Everything from the top of the data below through the line with "Mark each instance of the reflection" should be duplicated exactly, and nothing past it.

** Opening INPUT DATA block **

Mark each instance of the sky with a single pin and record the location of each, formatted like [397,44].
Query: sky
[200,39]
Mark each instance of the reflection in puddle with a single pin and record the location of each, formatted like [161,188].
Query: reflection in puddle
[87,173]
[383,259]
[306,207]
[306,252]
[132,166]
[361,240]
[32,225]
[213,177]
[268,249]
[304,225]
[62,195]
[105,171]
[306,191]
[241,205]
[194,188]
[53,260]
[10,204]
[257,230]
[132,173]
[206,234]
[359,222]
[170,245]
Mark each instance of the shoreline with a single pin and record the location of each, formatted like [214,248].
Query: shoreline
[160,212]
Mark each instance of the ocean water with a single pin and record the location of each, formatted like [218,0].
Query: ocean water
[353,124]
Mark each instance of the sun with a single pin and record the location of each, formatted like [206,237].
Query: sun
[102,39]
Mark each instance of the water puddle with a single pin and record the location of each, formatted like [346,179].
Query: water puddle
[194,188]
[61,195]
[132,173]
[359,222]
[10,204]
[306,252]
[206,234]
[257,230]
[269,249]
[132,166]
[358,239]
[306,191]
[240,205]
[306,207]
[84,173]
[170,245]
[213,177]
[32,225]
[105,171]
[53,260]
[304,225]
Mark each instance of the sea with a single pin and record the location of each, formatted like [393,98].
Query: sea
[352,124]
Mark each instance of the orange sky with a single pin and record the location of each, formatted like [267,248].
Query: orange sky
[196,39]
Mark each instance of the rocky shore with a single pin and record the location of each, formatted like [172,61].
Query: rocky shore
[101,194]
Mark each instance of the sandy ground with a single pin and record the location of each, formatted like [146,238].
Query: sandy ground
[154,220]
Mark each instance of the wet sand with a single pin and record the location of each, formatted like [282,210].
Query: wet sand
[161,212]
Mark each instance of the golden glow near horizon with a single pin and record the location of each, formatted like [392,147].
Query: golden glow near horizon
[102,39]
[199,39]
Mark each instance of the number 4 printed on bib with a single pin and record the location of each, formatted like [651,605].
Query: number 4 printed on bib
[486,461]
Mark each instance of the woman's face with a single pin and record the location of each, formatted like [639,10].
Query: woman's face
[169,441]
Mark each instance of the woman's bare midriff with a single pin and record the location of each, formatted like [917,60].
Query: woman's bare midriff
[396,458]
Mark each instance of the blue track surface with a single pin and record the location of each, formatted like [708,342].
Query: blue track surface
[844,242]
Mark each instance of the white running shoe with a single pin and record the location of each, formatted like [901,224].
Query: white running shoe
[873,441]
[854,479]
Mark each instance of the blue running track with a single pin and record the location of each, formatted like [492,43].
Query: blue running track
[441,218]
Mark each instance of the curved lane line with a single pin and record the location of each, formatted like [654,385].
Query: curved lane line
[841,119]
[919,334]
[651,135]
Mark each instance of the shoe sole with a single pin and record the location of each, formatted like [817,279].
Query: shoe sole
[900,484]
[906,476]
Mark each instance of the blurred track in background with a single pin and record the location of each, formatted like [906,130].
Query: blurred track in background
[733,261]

** Closing INPUT DATA block **

[EXERCISE RESULT]:
Mark each instance of the sky with a single pin and record the location of each, formatted like [397,44].
Query: sky
[200,39]
Mark each instance of the reflection in puddle with a single pin and record the location of each, formatted like [161,188].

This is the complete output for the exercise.